Heme-Onc 13: Hormonal Agents in Cancer

Introduction to Hormones in Cancer

The use of hormones in cancer therapy is mainly focused on the blockade of hormones. Hormones can be the contributing cause of cancer. This is because hormones are growth factors, and an increase in hormonal exposure leads to an increase in the risk of cancer.

It is always important to keep in mind that only certain types of cancer are sensitive to hormonal blockage.

Prostate Cancer

The main hormone of concern for prostate cancer is androgen. There are dependent and independent pathways.

The dependent pathway where dihydrotestosterone (DHT) binds to a heat-shock protein, is internalized into the DNA and causes growth. Excessive activity of this pathway can lead to uncontrolled growth.

The independent pathway is also known as the hormone-resistant pathway. The main problems with this pathway are the over-amplification of androgen receptors, the mutated androgen receptor, and the overexpression of Bcl-2. A blockage of androgen or testosterone will not treat this pathway.

● ● ● ● ● ● ●

**WHAT YOU NEED TO DO**
1 – List the main problems with the independent pathway that the passage on hormonal agents in cancer names.
2 – Pick up the passage on hormonal agents in cancer after its final sentence and write what comes next.

● ● ● ● ● ● ●

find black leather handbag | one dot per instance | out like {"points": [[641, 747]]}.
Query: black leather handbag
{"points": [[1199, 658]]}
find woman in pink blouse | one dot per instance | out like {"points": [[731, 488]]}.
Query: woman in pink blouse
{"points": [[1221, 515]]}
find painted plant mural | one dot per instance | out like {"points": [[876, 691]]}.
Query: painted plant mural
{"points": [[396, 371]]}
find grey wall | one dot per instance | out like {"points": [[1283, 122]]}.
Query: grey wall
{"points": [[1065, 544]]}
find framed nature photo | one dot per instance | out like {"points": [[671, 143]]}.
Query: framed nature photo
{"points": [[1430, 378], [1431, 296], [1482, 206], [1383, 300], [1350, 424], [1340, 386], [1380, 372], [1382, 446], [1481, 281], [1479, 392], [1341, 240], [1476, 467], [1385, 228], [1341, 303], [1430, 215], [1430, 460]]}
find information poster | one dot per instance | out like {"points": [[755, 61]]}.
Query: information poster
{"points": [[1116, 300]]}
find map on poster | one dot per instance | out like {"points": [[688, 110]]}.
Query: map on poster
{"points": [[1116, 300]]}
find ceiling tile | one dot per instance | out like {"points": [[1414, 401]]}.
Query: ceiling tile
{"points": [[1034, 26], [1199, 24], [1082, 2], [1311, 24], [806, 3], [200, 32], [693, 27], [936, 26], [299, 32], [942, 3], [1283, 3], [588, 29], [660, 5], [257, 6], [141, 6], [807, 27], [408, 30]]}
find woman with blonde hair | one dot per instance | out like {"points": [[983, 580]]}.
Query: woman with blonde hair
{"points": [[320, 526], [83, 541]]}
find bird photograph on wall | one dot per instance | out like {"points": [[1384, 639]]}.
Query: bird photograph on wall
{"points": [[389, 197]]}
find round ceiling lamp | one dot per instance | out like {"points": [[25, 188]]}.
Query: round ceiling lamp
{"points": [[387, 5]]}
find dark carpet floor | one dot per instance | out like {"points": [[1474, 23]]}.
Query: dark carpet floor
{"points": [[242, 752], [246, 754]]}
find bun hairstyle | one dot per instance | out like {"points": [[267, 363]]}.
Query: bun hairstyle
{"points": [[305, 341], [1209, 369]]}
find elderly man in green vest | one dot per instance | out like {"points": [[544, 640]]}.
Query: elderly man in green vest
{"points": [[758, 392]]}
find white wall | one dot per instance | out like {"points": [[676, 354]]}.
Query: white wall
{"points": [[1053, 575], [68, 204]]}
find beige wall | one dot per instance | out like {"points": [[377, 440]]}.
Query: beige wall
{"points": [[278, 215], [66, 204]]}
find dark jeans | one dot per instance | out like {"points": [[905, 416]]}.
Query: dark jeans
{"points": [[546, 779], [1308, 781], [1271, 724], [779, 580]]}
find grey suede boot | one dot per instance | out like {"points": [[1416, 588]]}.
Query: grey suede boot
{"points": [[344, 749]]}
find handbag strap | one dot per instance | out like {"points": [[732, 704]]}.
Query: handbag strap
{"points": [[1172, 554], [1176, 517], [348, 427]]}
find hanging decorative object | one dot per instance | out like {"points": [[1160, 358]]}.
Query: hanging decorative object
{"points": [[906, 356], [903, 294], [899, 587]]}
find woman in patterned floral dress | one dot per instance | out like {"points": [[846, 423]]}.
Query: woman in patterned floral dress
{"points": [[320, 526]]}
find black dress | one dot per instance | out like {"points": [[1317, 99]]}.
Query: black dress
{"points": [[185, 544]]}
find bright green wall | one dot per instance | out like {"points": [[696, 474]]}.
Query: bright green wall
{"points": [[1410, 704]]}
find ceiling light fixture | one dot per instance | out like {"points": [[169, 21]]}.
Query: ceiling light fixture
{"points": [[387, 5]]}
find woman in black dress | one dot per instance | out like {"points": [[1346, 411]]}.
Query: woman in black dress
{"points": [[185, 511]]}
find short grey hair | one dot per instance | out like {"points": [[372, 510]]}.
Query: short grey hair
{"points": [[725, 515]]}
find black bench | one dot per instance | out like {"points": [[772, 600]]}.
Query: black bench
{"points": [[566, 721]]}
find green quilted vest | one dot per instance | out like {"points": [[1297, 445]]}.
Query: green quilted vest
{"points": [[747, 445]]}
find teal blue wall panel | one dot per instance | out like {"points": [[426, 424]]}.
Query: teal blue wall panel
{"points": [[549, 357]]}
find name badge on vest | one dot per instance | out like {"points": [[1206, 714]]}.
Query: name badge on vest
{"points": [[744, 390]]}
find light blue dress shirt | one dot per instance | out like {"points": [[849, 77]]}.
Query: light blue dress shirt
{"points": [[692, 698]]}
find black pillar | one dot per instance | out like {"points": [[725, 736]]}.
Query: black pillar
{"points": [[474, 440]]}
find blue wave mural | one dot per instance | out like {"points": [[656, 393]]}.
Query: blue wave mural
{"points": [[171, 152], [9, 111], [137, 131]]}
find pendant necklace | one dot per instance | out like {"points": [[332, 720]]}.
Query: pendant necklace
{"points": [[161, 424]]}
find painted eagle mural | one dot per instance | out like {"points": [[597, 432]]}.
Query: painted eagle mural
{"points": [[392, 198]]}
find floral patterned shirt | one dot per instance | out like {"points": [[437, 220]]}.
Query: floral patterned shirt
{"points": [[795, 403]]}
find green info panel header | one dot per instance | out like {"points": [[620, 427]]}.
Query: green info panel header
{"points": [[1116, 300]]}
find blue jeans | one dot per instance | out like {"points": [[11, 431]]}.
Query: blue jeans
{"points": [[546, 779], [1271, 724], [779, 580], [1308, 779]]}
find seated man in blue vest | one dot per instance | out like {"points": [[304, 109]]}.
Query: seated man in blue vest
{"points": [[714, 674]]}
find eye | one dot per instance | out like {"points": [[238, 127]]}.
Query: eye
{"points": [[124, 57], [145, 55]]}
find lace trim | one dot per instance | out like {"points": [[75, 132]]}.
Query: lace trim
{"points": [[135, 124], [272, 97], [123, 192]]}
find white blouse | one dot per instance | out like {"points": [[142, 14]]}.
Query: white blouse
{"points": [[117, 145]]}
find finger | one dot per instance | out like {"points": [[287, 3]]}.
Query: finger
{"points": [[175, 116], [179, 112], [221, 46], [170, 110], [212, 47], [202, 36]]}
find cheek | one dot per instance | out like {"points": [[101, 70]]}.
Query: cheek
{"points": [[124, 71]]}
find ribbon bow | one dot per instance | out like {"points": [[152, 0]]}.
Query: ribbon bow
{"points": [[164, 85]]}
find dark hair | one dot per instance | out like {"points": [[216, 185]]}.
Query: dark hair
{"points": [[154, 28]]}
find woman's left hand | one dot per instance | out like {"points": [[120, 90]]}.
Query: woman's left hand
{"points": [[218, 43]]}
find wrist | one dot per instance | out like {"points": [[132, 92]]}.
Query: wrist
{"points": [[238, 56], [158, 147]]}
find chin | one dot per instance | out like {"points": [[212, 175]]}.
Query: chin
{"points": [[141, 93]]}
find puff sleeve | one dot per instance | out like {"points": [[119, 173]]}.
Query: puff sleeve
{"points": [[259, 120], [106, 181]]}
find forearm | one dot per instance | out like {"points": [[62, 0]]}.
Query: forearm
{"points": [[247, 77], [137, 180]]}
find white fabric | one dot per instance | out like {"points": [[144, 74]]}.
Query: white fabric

● ● ● ● ● ● ●

**ANSWERS PER TASK**
1 –
- Over-amplification of androgen receptors
- The mutated androgen receptor
- Overexpression of Bcl-2

2 –
Breast Cancer

Breast cancer is considered to be receptor stasis, meaning that it is categorized by (+/-) HER2, (+/-) estrogen receptor, and (+/-) progesterone receptor.

These (+/-)s can determine the type of treatment as well as the prognosis. In most cases, positive receptors tend to have a better prognosis than negatives since we at least how what receptors to target.

Terminology

  • Surgical Castration: the reduction of circulating hormones by the removal of the primary source of sex hormone production. (oophorectomy – ovary removal, orchiectomy – testicle removal).
  • Medical/Chemical Castration: the reduction of circulating hormones by using chemicals to directly and completely or nearly completely reduce hormone production.
  • Androgen-deprivation therapy: the mainstay of prostate cancer therapy. This includes any agent used to reduce physiologic androgens.

Hormone Synthesis Pathways

The pathway always starts with cholesterol molecules.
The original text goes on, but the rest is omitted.